## [Problem details]
Copy out the listing below word for word, from the line containing "of the white" through to its final line.

>>

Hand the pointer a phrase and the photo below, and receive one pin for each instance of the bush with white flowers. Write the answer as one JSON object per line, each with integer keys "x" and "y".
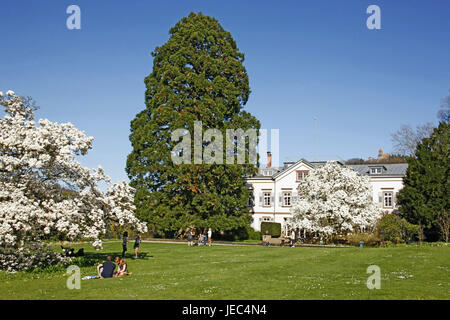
{"x": 334, "y": 200}
{"x": 44, "y": 189}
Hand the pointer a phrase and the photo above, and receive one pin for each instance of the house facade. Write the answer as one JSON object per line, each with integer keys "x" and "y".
{"x": 274, "y": 189}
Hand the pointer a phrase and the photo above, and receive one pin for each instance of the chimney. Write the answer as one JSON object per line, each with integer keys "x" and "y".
{"x": 269, "y": 159}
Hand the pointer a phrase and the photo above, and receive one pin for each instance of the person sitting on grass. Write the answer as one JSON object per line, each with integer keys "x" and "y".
{"x": 106, "y": 269}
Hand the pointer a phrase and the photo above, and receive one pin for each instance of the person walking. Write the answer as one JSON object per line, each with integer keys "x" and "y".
{"x": 292, "y": 238}
{"x": 209, "y": 237}
{"x": 137, "y": 243}
{"x": 124, "y": 244}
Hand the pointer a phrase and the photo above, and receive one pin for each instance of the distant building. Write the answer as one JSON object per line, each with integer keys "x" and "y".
{"x": 274, "y": 189}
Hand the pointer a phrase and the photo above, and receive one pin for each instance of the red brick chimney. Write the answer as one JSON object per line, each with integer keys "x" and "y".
{"x": 269, "y": 159}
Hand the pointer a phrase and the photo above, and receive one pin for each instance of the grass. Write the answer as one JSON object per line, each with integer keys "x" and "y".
{"x": 176, "y": 271}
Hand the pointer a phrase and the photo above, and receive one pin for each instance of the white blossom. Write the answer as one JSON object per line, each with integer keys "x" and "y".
{"x": 43, "y": 188}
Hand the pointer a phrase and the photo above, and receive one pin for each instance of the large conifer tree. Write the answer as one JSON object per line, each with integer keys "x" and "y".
{"x": 426, "y": 192}
{"x": 198, "y": 75}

<<

## [Answer to the problem]
Hand the pointer a phrase and the photo above, and receive one pin for each instance of the white blossom. Write the answer as one JSON object per line, each with integer keys "x" and "y".
{"x": 43, "y": 188}
Hand the pointer a phrase and the photo above, and receive one pin for each instance of the large conifer tree. Write the answer as one JSON object per line, each with integer keys "x" and "y".
{"x": 426, "y": 192}
{"x": 198, "y": 75}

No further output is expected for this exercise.